======== PASSAGE SHOWN
AP Precalculus Unit 2 Notes: Understanding Exponentials Through Patterns, Graphs, and Models

Arithmetic and Geometric Sequences

What a sequence is (and why Unit 2 starts here)

A sequence is an ordered list of numbers—called terms—that follow a rule. In precalculus, sequences matter because they are a “discrete” way to describe patterns of change. Exponential functions are “continuous,” but they often come from the same underlying idea as geometric sequences: repeated multiplication by a constant factor.

When you learn to recognize whether a pattern adds the same amount each step (arithmetic) or multiplies by the same factor each step (geometric), you’re training the exact skill you’ll need to choose and justify an exponential model later.

Arithmetic sequences: constant difference

An arithmetic sequence changes by adding (or subtracting) the same number each step. That constant is the common difference.

If the first term is a_1 and the common difference is d, then each term is:

a_{n} = a_1 + (n-1)d

Why it matters: Arithmetic sequences are the discrete version of linear behavior. If data increases by about the same amount each time period, a linear model is often more appropriate than an exponential one.

How it works: You check consecutive differences:

  • Compute a_2-a_1, a_3-a_2, a_4-a_3, etc.
  • If they’re (approximately) the same, the pattern is arithmetic.
Example 1: Identify and write an explicit formula

Sequence: 5, 9, 13, 17, ...

The differences are:

  • 9-5 = 4
  • 13-9 = 4
  • 17-13 = 4

So d = 4 and a_1 = 5. The explicit formula is:

a_n = 5 + (n-1)4

You can simplify, but keeping it in this form reduces mistakes.

Geometric sequences: constant ratio

A geometric sequence changes by multiplying by the same number each step. That constant is the common ratio.

If the first term is a_1 and the common ratio is r, then:

a_{n} = a_1 r^{n-1}

Why it matters: This is the discrete version of exponential behavior. If a quantity grows by a constant percent each time period, it forms (approximately) a geometric sequence.

How it works: You check consecutive ratios:

  • Compute \frac{a_2}{a_1}, \frac{a_3}{a_2}, \frac{a_4}{a_3}, etc.
================
======== LISTED ENTRIES
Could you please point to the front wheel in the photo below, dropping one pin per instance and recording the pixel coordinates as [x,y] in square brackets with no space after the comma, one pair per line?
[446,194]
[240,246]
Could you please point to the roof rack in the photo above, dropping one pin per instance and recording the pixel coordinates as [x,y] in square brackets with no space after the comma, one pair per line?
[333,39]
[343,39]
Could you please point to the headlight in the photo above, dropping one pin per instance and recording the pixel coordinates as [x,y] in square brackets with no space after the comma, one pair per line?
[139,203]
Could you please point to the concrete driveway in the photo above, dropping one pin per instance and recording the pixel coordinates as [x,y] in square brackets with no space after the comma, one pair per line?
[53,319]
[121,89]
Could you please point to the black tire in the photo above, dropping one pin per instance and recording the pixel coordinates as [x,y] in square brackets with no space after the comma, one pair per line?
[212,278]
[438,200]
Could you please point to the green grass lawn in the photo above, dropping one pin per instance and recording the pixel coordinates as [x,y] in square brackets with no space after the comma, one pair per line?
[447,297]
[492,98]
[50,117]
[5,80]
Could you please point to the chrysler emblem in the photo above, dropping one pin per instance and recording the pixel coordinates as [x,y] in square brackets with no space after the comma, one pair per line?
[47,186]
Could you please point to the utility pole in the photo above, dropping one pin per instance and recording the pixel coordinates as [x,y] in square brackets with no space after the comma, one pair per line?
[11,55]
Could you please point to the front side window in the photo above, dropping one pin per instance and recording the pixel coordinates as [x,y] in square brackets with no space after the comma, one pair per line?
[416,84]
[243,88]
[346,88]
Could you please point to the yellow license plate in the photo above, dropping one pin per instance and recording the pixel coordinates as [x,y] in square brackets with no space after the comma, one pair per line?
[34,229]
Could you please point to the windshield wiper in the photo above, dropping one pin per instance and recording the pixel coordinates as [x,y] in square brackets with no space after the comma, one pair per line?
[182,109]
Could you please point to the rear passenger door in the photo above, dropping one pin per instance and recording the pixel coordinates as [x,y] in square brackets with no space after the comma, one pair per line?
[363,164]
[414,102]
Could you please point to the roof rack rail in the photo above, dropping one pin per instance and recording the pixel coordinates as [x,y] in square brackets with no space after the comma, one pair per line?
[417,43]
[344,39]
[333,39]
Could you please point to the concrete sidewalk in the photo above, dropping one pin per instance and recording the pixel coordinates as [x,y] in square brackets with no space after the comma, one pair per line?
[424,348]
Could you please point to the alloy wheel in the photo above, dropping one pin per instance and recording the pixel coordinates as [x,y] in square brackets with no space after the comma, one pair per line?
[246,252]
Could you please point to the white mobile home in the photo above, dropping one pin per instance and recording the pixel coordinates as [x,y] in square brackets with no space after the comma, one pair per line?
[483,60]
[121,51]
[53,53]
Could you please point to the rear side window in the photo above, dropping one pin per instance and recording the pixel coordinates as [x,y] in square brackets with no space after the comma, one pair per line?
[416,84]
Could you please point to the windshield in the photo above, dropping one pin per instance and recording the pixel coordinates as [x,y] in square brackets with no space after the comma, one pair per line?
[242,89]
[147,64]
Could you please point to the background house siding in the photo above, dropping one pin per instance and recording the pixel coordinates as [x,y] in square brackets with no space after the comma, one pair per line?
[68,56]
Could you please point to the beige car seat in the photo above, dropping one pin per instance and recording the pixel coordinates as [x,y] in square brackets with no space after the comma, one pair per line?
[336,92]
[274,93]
================
* _OBJECTIVE 1_
Write out the precalculus notes from "AP Precalculus Unit" down to "2 starts here)", swapping "Graphs" for "Tables".
* _OBJECTIVE 2_
According to the precalculus notes, what kind of model is often more appropriate when data increases by about the same amount each time period?

* _CORRECT OUTPUT 1_
AP Precalculus Unit 2 Notes: Understanding Exponentials Through Patterns, Tables, and Models

Arithmetic and Geometric Sequences

What a sequence is (and why Unit 2 starts here)

* _CORRECT OUTPUT 2_
A linear model.